+++ RECORDS FOR THIS EXERCISE +++
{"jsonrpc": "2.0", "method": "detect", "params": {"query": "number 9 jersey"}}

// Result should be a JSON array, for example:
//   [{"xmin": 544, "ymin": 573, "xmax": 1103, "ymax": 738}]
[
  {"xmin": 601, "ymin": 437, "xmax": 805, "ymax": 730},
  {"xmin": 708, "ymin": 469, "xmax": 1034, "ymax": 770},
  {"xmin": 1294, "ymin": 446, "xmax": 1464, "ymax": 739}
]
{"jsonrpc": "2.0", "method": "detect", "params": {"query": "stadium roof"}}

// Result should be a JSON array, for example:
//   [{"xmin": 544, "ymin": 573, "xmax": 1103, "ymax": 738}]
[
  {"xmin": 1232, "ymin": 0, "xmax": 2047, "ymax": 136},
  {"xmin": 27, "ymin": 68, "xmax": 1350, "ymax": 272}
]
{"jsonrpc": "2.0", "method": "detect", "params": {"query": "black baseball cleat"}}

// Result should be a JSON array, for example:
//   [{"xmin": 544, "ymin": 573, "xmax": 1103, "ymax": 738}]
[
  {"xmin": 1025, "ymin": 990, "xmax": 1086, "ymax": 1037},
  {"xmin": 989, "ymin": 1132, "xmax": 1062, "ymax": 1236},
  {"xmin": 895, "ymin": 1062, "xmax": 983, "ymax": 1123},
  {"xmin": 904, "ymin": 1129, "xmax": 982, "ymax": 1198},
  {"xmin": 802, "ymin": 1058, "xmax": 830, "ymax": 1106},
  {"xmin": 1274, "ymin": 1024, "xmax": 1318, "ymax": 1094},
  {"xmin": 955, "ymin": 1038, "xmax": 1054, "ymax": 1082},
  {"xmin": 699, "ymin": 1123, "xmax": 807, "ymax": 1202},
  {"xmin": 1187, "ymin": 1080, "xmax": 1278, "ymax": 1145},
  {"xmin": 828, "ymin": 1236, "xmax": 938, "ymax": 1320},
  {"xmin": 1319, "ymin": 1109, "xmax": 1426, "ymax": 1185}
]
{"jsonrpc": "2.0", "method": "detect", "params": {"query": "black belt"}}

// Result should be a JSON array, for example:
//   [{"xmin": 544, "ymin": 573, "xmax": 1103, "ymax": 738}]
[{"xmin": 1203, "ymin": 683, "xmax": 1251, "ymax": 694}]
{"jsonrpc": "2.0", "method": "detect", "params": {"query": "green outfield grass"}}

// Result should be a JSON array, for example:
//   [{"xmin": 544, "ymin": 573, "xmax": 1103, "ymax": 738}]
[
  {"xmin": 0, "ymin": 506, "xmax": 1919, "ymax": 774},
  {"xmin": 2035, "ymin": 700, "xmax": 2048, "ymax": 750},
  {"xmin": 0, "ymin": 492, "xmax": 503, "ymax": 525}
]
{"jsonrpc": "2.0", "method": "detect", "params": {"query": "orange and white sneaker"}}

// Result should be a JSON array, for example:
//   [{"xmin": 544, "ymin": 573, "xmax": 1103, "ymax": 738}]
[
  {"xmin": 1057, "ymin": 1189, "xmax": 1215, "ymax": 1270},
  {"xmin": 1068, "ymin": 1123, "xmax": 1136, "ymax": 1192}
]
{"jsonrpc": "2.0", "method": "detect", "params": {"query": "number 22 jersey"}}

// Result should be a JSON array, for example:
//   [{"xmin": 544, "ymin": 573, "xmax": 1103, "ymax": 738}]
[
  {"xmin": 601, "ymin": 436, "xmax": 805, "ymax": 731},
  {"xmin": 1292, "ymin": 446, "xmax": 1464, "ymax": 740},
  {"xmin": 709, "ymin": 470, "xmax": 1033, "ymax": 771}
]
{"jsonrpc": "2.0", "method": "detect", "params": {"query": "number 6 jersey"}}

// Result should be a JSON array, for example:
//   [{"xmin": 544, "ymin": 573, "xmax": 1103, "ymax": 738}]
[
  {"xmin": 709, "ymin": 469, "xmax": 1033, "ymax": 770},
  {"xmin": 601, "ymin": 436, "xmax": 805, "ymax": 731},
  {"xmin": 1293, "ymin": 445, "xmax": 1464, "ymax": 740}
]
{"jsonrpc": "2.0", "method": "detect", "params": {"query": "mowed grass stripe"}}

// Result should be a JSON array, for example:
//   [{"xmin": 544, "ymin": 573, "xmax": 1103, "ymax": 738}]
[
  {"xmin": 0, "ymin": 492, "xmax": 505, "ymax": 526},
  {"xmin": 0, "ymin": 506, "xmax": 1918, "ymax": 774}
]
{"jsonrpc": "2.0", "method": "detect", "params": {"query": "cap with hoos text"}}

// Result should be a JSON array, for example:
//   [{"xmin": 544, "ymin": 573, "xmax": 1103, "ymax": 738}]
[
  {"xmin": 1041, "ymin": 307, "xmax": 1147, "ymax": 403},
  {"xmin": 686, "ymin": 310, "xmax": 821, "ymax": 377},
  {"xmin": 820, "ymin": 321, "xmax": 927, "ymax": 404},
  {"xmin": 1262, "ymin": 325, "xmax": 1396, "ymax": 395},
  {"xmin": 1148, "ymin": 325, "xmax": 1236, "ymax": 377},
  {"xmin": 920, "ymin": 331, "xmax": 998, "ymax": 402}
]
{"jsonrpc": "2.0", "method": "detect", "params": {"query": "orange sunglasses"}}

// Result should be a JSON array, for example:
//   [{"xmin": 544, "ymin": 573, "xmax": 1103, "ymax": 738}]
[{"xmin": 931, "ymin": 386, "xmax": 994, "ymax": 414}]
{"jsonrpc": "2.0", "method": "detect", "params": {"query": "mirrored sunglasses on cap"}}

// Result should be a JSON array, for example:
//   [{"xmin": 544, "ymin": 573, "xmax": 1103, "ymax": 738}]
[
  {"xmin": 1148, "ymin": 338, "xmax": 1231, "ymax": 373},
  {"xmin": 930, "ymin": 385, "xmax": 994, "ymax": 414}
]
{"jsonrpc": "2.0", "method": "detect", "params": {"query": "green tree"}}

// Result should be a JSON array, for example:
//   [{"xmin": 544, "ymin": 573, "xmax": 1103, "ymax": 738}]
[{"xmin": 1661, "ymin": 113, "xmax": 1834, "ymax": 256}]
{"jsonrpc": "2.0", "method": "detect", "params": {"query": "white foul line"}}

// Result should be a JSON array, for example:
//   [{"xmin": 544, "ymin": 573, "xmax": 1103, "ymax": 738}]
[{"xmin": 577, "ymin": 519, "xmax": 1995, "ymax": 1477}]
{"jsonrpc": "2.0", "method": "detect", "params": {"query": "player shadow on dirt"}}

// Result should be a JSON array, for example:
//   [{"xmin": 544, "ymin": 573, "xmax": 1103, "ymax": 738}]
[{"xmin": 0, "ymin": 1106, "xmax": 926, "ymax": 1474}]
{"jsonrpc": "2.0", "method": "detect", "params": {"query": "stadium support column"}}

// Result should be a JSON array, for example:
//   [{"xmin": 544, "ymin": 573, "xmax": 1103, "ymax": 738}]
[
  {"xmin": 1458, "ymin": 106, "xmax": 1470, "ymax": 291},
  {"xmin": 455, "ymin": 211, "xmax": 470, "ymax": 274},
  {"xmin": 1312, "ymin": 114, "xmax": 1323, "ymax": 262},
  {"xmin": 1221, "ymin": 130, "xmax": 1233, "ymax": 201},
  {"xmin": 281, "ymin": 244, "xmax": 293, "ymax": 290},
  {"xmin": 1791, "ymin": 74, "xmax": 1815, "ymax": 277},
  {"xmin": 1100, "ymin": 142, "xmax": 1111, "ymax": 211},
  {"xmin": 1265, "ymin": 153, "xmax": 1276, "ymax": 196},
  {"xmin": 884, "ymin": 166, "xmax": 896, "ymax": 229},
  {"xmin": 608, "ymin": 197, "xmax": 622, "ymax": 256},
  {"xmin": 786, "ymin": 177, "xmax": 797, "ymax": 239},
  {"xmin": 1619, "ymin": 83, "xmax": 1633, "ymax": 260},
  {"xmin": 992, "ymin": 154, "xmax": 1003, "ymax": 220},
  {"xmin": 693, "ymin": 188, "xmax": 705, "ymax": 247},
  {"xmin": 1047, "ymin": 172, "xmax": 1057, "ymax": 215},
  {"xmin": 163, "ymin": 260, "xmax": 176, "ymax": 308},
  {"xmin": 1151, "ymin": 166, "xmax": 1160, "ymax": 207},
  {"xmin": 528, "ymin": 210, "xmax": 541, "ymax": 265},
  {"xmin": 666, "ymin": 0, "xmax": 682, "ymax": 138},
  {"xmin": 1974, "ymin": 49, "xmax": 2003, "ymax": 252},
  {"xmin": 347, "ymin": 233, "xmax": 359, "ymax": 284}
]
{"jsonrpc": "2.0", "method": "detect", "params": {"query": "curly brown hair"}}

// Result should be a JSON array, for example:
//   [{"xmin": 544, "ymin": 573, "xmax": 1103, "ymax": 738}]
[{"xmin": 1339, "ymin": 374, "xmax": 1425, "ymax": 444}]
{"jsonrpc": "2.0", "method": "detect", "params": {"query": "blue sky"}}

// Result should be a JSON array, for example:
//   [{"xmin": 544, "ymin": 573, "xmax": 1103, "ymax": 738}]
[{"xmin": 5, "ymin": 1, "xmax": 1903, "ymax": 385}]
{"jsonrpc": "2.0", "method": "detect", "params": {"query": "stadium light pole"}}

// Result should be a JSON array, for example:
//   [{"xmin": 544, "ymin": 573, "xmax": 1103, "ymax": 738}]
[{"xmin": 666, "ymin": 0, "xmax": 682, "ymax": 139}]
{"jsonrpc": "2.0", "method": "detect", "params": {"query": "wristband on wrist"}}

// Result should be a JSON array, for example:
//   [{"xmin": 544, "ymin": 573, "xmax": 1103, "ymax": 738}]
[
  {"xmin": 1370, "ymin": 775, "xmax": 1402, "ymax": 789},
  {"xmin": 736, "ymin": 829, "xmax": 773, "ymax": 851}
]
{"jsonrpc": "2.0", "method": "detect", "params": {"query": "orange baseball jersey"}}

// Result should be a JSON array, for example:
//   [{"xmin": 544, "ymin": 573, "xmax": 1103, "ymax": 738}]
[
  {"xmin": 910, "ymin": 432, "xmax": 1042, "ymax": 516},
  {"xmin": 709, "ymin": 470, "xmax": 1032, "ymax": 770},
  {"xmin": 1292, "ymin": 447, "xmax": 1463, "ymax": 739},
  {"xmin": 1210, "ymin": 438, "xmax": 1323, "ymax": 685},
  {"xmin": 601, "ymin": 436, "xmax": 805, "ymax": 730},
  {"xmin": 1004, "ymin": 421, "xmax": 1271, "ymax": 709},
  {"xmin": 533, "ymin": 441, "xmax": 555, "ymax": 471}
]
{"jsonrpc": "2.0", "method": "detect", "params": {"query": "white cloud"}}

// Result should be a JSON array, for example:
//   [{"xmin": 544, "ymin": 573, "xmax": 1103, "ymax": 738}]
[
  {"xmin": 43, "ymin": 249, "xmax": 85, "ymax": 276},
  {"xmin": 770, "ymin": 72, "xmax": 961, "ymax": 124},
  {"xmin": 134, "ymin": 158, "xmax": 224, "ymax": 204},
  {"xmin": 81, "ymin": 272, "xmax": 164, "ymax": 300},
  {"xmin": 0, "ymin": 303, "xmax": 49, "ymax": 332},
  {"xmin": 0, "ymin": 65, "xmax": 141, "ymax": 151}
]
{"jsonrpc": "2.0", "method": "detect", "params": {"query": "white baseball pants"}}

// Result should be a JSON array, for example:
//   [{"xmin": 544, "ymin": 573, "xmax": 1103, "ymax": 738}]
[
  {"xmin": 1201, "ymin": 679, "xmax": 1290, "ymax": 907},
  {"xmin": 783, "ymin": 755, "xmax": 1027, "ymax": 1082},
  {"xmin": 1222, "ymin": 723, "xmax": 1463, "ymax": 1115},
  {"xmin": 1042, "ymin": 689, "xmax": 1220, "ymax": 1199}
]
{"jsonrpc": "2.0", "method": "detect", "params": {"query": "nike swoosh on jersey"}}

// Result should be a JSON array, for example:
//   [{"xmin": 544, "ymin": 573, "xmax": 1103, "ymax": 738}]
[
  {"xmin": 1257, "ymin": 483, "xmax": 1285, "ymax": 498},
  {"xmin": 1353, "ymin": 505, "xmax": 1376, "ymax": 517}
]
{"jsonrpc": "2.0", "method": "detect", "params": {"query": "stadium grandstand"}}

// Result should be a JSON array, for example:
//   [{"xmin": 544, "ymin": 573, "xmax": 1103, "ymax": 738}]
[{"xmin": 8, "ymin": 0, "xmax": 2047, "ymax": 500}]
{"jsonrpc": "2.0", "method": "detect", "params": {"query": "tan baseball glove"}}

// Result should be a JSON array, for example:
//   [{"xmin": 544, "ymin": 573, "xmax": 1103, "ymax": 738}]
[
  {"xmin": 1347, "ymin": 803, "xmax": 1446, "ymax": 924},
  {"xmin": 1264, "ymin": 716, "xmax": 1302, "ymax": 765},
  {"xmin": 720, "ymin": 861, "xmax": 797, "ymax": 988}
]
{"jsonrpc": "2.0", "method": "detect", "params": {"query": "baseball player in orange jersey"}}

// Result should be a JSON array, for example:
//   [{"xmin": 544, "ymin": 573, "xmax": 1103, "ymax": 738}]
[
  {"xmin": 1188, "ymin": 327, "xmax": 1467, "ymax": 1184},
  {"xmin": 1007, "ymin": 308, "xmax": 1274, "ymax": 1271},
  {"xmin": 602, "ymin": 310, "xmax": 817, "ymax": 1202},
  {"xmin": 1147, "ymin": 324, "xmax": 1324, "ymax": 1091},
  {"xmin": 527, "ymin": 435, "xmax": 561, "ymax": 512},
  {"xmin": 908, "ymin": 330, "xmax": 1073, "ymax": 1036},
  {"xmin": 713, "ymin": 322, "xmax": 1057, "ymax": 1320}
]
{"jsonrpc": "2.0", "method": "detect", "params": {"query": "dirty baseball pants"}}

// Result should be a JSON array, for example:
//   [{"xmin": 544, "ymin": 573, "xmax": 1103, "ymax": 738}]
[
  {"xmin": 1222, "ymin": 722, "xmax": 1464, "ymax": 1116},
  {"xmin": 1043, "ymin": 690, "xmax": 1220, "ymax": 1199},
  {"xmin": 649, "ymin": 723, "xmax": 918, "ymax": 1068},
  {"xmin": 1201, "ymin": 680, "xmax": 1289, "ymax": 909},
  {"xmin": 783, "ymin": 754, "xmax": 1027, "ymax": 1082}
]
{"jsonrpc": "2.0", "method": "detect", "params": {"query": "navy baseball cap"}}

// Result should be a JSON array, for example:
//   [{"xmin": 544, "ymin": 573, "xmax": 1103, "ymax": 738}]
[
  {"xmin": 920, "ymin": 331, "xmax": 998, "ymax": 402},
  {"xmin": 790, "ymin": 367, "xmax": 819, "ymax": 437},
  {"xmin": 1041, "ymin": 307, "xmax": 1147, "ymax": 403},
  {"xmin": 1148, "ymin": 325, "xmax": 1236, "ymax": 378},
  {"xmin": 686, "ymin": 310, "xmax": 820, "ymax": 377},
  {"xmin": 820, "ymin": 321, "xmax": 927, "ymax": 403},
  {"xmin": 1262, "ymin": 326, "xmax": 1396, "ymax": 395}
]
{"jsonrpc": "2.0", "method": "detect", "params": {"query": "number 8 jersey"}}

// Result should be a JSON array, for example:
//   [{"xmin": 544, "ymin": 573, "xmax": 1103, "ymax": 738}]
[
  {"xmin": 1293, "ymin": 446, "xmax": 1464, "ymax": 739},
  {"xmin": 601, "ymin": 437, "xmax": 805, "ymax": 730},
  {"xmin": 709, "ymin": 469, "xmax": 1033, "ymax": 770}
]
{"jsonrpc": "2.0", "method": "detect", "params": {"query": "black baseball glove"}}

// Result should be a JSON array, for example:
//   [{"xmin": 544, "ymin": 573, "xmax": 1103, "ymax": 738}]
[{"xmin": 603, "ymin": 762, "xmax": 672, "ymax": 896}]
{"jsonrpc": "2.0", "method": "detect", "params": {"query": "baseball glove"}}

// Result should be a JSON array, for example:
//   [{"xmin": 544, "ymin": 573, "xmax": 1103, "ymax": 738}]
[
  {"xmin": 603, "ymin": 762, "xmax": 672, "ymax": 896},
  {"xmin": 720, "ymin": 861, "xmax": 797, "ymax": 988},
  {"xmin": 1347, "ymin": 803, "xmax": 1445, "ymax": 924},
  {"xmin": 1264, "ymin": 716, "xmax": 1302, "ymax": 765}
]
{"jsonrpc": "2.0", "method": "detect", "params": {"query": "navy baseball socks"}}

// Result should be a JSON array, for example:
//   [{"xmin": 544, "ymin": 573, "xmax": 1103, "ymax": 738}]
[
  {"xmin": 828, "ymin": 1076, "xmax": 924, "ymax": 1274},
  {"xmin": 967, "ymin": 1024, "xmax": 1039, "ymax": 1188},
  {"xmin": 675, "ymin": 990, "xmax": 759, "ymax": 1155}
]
+++
▸ WHAT THE EXERCISE ASKS: Please copy out each line in the entries that mentions the string "green".

▸ ANSWER TO THIS TASK:
{"jsonrpc": "2.0", "method": "detect", "params": {"query": "green outfield grass"}}
{"jsonrpc": "2.0", "method": "detect", "params": {"query": "green tree"}}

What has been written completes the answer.